── TEXTO PARA LER

Desde
há vários séculos, variadíssimos documentos históricos atestam as
virtudes do famoso Presunto de Melgaço. São destacados ao longo dos tempos aqueles que são feitos em Fiães e em Castro Laboreiro.
Há
cerca de 500 anos, o presunto de Melgaço já fazia parte dos
tributos a pagar ao rei D. Manuel I, conforme refere o foral
manuelino de 3 de Novembro de 1513 o que comprova o seu elevado valor. Neste foral, diz-se que o rei e
seus sucessores deviam receber por casais reguengos dispersos pelas
freguesias de Rouças e Chaviães três presuntos por ano.
Já
nesta altura, se faz referência ao facto de o presunto em Fiães não
se conservar no sal mas sim curado
e fumado.
A comprovar o que se refere, basta aludir ao tal contrato de
arrendamento das rendas do Mosteiro de Fiães, relativas ao ano
económico iniciado no S. João de 1483 e a terminar na véspera da
mesma festa do ano seguinte (1484), feito em 9 de Abril de 1483, pelo
comendatário, D. Frei Justo Baldino, bispo de Ceuta, ao abade de
Rouças, Álvaro Gonçalves, e ao padre Fernando Domingues, ambos
moradores da vila de Melgaço, pelas quais deveriam pagar vinte e um
mil reais brancos da moeda corrente “e mais uma dúzia de marrans
(presuntos)
secas e
curadas e
dezoito lampreas secas”.
No
século XVIII, é a vez do Padre António Carvalho da Costa no seu
livro “Corografia portugueza e descripçam topografica do famoso
Reyno de Portugal”, publicado em 1706, fazer alusão ao nosso
presunto destacando, quando se refere a Melgaço, que “tem boas e
férteis terras, pela maior parte, mas em particular o vale da Folia
[designação antiga para o atual território da freguesia de
Remoães, concelho de Melgaço] com grandes vantagens: dá muito pão
e vinho, frutas, feijão, hortaliças e cebolas muy celebradas por
doces e as melhores desta província, excelentes presuntos sem
sal...”
Temos
ainda dizeres comprovativos da qualidade superior “É
effectivamente a carne mais saborosa de Portugal e o fiambre feito
d’estes presuntos, é óptimo” na A Gazeta de Lisboa, nº 1, de Janeiro de 1824. Aqui publicita-se a venda dos presuntos de Melgaço
em Lisboa “(…) na rua dos Franqueiros, loja de Sola nº 116, há
para venda presuntos de Lamego e Melgaço de superior qualidade (…)”

────

> _OBJETIVO 1_
Transcreve do texto sobre o presunto de Melgaço o trecho que começa nas palavras "A comprovar o" e acaba depois de "(presuntos)".
> _OBJETIVO 2_
Responde com base no texto sobre o presunto de Melgaço:
(a) Em que data foi feito o foral manuelino?
(b) Em que ano foi publicado o livro do Padre António Carvalho da Costa?
(c) Em que rua de Lisboa havia presuntos de Melgaço à venda, segundo A Gazeta de Lisboa?
> _OBJETIVO 3_
Diz se cada afirmação está de acordo com o texto sobre o presunto de Melgaço:
(a) O foral manuelino mandava entregar ao rei três presuntos por ano.
(b) Em Fiães, o presunto era conservado no sal.
(c) O contrato de arrendamento das rendas do Mosteiro de Fiães foi feito a 9 de Abril de 1483.

── LINHAS LISTADAS

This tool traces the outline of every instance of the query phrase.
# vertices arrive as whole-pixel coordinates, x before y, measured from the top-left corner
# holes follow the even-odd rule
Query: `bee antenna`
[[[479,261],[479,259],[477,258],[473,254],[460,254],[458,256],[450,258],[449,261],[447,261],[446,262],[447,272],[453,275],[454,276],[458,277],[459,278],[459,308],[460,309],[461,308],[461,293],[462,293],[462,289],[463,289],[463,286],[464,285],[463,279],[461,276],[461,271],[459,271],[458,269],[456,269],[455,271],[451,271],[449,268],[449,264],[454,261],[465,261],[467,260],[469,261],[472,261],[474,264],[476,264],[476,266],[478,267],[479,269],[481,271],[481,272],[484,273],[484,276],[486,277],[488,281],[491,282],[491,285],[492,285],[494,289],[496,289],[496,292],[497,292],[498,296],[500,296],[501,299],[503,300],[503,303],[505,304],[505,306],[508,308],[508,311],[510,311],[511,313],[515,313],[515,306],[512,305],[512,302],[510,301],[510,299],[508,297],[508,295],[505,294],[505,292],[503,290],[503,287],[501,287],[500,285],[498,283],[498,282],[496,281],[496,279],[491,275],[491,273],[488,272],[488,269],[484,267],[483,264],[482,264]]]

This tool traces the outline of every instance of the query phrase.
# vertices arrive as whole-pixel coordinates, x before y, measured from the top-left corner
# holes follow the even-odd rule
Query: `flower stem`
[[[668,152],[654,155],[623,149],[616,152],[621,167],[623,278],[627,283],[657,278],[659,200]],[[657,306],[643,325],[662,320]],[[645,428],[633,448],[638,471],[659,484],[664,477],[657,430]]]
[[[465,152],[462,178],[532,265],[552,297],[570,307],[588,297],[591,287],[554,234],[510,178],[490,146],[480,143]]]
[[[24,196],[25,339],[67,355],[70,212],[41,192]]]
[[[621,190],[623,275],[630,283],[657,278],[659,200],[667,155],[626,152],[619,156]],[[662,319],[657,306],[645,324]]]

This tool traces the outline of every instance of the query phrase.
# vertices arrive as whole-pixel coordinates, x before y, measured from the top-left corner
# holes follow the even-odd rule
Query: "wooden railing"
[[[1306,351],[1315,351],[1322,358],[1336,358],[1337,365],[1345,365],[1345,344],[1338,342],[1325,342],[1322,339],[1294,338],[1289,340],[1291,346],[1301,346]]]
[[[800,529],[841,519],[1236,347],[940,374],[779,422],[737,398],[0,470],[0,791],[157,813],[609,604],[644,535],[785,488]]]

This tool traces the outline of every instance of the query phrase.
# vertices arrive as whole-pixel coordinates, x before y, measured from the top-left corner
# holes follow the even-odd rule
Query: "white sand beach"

────

> _RESPOSTA ESCRITA 1_
A comprovar o que se refere, basta aludir ao tal contrato de
arrendamento das rendas do Mosteiro de Fiães, relativas ao ano
económico iniciado no S. João de 1483 e a terminar na véspera da
mesma festa do ano seguinte (1484), feito em 9 de Abril de 1483, pelo
comendatário, D. Frei Justo Baldino, bispo de Ceuta, ao abade de
Rouças, Álvaro Gonçalves, e ao padre Fernando Domingues, ambos
moradores da vila de Melgaço, pelas quais deveriam pagar vinte e um
mil reais brancos da moeda corrente “e mais uma dúzia de marrans
(presuntos)

> _RESPOSTA ESCRITA 2_
(a) A 3 de Novembro de 1513.
(b) Em 1706.
(c) Na rua dos Franqueiros.

> _RESPOSTA ESCRITA 3_
(a) Sim: "três presuntos por ano".
(b) Não: "não se conservar no sal mas sim curado e fumado".
(c) Sim: "feito em 9 de Abril de 1483".